- [PASSAGE PROVIDED]:
'''
Nicolas Maduro's Insults / 14ymedio, Luis Nieto
Posted on December 5, 2015
Background from Translating Cuba: Uruguayan Luis Almargo,
secretary-general of the Organization of American States, sent a letter
to Venezuela's National Electoral Council this November regarding
potential irregularities in the upcoming elections and condemning the
assassination of an opposition politician at a campaign rally.
Venezuelan president Nicolas Maduro responded by saying, "to call
Almagro a piece of trash is an insult to trash."
14ymedio, Luis Nieto, 5 December 2015 – It is not Nicolas Maduro's
insults that provoke sadness, but rather the reaction of Luis Almagro's
compatriots, because the current secretary general of the Organization
of American States (OAS) is a Uruguayan senator from the Popular
Participation Movement (MPP), the majority group of the Broad Front
(Frente Amplio). If the ex-president and senator José Mujica and the MPP
are informed about the Venezuelan situation, it is even more
incomprehensible that they can be so hard on Almargo, who is demanding
guarantees for the opposition within a democratic system, as required by
Mercosur (the Southern Common Market) of its partners.
'''
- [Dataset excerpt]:
'''
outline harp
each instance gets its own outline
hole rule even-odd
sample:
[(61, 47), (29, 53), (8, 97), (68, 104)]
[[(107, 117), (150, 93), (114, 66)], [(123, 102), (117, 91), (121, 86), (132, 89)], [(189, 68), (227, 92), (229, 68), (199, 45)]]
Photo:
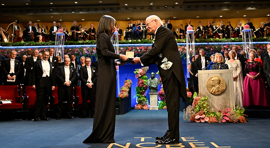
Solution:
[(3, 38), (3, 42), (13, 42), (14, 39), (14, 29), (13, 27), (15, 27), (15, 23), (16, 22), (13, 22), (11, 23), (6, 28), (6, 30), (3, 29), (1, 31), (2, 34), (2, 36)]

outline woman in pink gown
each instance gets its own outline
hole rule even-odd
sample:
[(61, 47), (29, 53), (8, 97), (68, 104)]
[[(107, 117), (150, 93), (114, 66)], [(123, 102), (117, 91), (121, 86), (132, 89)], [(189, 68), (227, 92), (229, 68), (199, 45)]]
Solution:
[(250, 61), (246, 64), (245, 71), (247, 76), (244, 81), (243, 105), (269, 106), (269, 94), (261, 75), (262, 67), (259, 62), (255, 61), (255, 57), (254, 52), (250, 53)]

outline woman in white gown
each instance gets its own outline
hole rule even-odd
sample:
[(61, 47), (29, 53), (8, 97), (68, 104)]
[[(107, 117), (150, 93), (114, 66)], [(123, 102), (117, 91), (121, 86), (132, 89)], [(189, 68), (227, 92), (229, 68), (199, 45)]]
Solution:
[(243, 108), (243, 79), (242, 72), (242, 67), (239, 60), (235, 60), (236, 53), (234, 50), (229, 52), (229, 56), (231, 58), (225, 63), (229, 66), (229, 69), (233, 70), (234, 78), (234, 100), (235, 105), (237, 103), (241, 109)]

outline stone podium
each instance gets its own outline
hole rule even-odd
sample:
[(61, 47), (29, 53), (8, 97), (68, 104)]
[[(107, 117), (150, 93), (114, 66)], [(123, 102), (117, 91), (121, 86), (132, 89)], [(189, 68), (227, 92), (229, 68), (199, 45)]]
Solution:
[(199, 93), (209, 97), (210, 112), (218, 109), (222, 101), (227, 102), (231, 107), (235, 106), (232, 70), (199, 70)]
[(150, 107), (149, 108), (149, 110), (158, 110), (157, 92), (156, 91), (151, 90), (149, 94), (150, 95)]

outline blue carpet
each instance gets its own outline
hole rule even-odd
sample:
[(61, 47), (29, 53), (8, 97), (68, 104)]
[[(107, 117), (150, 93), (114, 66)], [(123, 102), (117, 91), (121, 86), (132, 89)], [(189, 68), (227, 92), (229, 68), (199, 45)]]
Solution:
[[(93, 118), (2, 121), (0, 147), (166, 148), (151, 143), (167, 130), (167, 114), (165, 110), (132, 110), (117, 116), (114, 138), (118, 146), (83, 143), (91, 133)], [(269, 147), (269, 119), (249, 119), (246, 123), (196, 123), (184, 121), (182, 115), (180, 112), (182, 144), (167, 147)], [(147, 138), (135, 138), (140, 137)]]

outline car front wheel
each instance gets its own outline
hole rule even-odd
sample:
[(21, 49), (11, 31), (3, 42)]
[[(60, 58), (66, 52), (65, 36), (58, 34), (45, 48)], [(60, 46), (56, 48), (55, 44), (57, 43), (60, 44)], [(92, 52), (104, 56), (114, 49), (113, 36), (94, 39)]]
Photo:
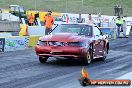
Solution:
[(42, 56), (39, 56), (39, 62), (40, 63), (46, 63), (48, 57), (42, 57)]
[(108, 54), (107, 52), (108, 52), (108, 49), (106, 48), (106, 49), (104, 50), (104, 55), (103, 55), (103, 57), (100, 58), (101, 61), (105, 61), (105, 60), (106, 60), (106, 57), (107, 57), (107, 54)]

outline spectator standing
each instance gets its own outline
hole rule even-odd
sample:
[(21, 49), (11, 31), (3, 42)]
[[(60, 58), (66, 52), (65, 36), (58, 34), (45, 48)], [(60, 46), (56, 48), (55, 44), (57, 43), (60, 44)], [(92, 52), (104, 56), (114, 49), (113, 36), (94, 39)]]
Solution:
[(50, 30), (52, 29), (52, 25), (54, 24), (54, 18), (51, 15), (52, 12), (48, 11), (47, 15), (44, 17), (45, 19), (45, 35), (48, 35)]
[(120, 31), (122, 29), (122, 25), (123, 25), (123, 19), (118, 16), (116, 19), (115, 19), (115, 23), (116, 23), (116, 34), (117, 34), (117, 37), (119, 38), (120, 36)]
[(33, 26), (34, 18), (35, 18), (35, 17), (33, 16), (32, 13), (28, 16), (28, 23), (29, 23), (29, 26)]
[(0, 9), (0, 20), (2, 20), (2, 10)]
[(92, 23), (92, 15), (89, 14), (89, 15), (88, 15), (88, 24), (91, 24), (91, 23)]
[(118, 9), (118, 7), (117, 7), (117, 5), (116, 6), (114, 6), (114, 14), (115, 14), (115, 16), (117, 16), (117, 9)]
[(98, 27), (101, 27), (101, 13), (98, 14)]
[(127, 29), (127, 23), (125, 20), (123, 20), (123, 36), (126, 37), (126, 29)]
'''
'''
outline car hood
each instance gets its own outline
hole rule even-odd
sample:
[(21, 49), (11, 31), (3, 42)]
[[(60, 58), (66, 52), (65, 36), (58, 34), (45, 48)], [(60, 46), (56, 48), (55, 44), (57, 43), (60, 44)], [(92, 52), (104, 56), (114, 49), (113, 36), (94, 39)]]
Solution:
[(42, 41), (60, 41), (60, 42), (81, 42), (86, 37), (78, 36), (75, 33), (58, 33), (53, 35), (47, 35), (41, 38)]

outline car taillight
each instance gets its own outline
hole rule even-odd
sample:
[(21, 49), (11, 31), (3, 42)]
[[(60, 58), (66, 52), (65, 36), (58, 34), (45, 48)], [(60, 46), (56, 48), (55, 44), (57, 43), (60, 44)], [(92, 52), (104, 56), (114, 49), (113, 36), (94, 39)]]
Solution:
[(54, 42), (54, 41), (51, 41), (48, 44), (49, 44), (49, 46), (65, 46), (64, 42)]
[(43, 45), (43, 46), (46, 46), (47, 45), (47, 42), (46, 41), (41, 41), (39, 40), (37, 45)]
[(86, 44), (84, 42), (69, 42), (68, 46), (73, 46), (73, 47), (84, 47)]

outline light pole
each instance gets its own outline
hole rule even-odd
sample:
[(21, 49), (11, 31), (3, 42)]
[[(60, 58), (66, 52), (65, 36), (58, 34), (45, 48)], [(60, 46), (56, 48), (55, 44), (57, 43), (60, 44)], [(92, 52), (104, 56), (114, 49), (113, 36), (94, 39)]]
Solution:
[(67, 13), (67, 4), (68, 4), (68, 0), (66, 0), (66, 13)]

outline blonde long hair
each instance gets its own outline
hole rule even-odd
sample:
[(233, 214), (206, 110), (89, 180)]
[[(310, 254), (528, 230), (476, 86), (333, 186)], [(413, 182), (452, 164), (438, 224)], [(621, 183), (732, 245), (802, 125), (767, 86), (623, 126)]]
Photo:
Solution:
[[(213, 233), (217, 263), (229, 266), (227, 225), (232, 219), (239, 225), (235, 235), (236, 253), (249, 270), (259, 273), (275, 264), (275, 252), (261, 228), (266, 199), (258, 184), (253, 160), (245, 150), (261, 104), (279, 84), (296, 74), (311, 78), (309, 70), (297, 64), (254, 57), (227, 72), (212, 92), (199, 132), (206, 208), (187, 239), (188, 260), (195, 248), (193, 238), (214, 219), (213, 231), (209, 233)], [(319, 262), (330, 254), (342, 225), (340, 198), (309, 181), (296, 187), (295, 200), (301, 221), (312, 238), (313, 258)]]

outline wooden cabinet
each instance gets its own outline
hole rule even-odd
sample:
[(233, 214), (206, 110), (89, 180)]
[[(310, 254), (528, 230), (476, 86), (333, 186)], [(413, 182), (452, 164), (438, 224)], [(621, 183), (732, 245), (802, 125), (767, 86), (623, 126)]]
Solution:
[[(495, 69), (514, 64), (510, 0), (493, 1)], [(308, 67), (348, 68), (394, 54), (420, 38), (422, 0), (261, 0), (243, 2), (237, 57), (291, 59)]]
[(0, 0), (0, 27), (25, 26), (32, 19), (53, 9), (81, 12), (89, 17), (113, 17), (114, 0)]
'''
'''
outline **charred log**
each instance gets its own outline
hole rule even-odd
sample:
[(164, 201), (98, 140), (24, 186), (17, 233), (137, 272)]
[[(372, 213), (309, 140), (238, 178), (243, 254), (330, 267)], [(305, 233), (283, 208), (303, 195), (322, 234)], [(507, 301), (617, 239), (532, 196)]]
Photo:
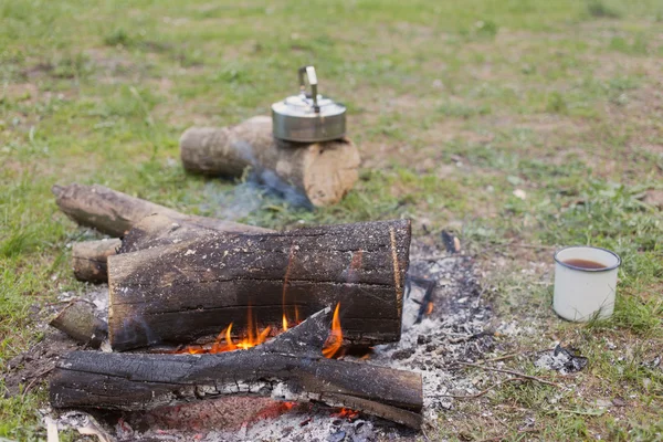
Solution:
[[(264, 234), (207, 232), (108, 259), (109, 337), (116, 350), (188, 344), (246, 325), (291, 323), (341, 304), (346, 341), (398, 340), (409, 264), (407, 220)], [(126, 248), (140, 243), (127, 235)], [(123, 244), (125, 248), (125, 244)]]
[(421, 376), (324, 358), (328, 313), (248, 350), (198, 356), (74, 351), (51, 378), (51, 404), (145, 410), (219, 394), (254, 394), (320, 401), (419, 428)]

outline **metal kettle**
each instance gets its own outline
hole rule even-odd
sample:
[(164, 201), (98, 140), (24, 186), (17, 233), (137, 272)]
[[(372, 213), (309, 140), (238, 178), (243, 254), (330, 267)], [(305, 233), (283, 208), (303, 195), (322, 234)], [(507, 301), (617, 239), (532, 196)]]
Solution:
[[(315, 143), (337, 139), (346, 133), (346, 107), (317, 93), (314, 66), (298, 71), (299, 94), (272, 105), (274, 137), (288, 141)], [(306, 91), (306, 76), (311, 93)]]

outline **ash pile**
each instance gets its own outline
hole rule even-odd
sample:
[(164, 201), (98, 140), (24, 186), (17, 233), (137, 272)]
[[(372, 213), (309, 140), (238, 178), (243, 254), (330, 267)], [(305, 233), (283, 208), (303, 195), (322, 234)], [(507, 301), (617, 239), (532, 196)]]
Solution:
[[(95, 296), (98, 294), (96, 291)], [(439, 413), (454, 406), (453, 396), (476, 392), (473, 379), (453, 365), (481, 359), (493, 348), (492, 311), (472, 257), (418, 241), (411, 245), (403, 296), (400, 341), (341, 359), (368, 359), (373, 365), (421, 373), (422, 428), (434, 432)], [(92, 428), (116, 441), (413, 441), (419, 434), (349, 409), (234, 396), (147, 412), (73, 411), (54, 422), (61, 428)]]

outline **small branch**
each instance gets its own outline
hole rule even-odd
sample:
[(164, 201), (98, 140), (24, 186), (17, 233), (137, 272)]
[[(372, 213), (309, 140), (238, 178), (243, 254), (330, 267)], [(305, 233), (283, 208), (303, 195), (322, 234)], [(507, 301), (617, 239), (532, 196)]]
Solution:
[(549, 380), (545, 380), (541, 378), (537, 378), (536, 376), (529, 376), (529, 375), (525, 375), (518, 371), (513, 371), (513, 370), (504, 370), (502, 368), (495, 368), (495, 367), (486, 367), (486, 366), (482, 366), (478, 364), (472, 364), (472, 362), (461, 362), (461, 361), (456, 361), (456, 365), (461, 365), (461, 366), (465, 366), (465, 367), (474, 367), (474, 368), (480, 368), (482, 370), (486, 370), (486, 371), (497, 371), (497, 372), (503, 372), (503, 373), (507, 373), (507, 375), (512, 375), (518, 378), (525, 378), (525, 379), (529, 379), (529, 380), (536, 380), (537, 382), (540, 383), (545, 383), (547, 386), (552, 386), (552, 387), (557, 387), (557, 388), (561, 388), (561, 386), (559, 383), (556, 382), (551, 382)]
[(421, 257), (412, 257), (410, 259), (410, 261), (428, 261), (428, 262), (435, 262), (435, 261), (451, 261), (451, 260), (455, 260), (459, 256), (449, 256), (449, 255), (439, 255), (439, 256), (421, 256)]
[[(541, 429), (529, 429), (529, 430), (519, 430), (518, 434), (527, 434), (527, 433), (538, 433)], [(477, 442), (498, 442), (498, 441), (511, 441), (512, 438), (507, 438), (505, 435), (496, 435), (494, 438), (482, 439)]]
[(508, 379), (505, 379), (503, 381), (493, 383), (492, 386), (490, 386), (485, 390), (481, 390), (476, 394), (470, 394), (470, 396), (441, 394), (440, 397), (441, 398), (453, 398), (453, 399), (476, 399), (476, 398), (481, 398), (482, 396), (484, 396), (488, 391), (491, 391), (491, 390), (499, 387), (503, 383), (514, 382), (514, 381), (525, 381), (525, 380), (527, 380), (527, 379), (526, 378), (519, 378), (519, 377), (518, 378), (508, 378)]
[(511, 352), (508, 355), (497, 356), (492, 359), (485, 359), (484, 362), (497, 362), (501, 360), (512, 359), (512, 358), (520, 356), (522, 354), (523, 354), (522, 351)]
'''
- [TASK INSTRUCTIONS]:
1. According to the passage provided, which group is the majority group of the Broad Front?
2. Reproduce the rows starting at the line containing "outline blonde long hair" and ending at the line containing "238), (313, 258)]]", requests included. Decrease every coordinate in the answers by 3.

- [ANSWERS TO THE PROBLEMS]:
1. The Popular Participation Movement (MPP).

2.
outline blonde long hair
each instance gets its own outline
hole rule even-odd
sample:
[(233, 214), (206, 110), (89, 180)]
[[(310, 254), (528, 230), (476, 86), (333, 186)], [(413, 182), (452, 164), (438, 224)], [(621, 183), (732, 245), (802, 125), (767, 86), (623, 126)]]
Photo:
Solution:
[[(210, 230), (214, 260), (226, 263), (224, 222), (229, 216), (236, 222), (232, 232), (233, 250), (246, 267), (256, 270), (272, 261), (272, 249), (258, 225), (263, 196), (255, 181), (250, 157), (242, 147), (258, 101), (276, 81), (293, 71), (308, 75), (306, 67), (294, 61), (251, 54), (224, 69), (209, 89), (196, 129), (203, 205), (184, 236), (185, 257), (192, 245), (190, 235), (211, 216), (210, 228), (206, 230)], [(316, 259), (327, 251), (339, 222), (337, 195), (306, 178), (293, 184), (292, 197), (298, 218), (309, 235), (310, 255)]]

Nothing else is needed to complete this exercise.